Stored items:
- - - - - - -
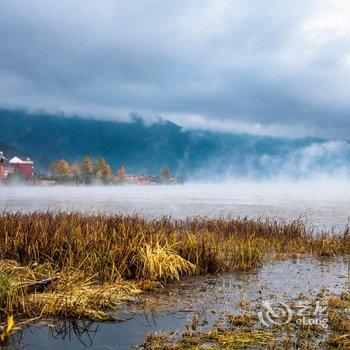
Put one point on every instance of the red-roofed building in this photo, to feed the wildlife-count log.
(2, 166)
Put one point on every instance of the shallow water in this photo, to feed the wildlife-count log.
(208, 297)
(324, 203)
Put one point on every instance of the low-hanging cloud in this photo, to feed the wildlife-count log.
(264, 67)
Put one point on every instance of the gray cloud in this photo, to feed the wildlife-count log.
(266, 67)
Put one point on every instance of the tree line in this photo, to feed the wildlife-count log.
(88, 172)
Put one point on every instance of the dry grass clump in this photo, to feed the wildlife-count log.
(241, 320)
(161, 263)
(92, 256)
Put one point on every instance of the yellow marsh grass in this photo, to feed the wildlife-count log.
(162, 263)
(112, 247)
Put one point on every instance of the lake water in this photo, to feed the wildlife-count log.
(323, 202)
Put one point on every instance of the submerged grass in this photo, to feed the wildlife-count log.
(93, 262)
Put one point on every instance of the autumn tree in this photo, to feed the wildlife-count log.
(98, 168)
(60, 171)
(86, 171)
(74, 172)
(121, 173)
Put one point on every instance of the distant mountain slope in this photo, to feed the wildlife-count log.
(147, 148)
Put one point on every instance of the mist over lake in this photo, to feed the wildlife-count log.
(322, 202)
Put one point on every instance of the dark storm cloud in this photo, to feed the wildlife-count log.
(266, 67)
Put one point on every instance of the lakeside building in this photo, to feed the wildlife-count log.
(2, 166)
(17, 165)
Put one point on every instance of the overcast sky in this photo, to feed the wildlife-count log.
(264, 67)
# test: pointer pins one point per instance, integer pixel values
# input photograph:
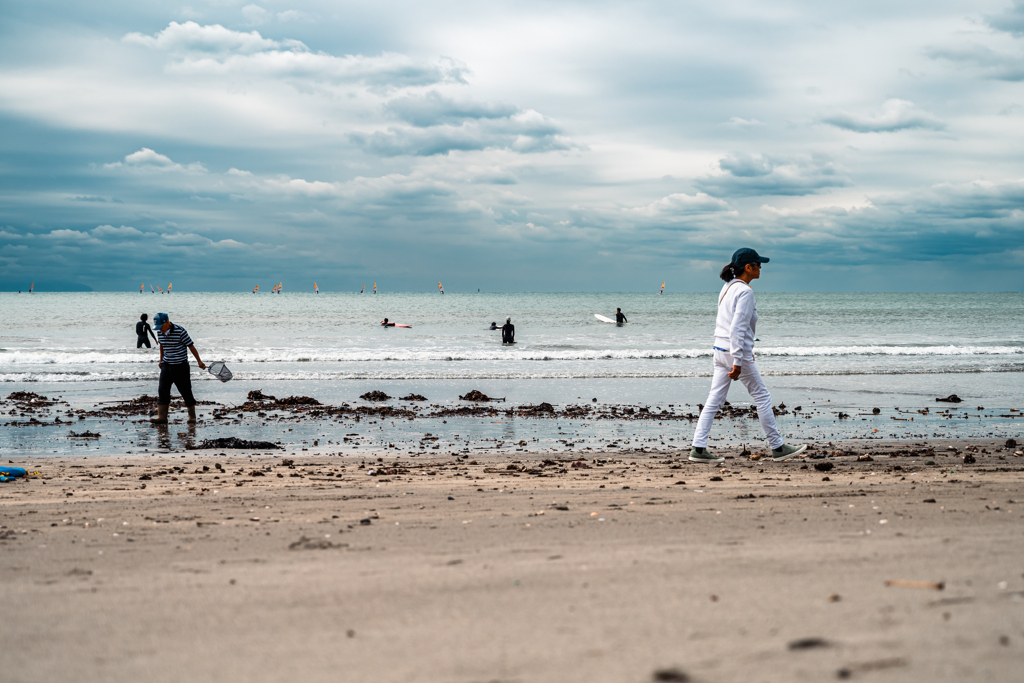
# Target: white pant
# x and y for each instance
(751, 378)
- - - - - - -
TASK PROMPT: Swap "instance" for "occurrence" throughout the entries above and reproduce them with everything else unchanged. Leave the pictures out.

THE OUTPUT:
Put one point on every occurrence of the red-roofed building in this photo, to feed the wildlife-count log.
(2, 166)
Put one point on every occurrence of the shallow water in this photo, to feed the wildlife-count log.
(208, 297)
(324, 203)
Put one point on every occurrence of the low-hanging cloud in this photo, to feed the wildlife-count log.
(264, 67)
Put one point on every occurrence of the gray cloud in this photo, to feed the wildlife-count log.
(266, 67)
Put one point on every occurrence of the tree line in this photo, to feed the wildlife-count log.
(88, 172)
Put one point on every occurrence of the dry grass clump in this photo, to feed the wildlife-count log.
(241, 320)
(161, 263)
(92, 256)
Put one point on every occurrence of the yellow marsh grass in this photo, to feed the wildlife-count log.
(162, 263)
(112, 247)
Put one point on every occurrence of the lake water in this photo, to feed the wildlife-count log.
(323, 202)
Put one point on every occurrence of the submerged grass in this photo, to feed the wildlife-count log.
(93, 262)
Put one point on every occurrence of the autumn tree in this photo, to feed the wildlife-count log.
(98, 168)
(60, 171)
(86, 171)
(74, 172)
(121, 173)
Put one point on every occurrence of the distant mountain slope in this photo, to feed the wildlife-count log.
(147, 148)
Put one point on every occurrence of the mist over lake in this photo, to feed the wildlife-count log.
(322, 202)
Put one point on every occurrence of the dark storm cloud in this photo, to feed the wildlife-count log.
(266, 67)
Put one point on every occurrence of the lakeside building in this photo, to feed the wildlife-count log.
(2, 166)
(17, 165)
Put one point on every occurrence of the overcast sky in this photo, to feed the wildlife-count log.
(264, 67)
# test: pointer pins one point per occurrence, integer pixel values
# input photograph:
# Target: white pant
# x and y for each occurrence
(751, 378)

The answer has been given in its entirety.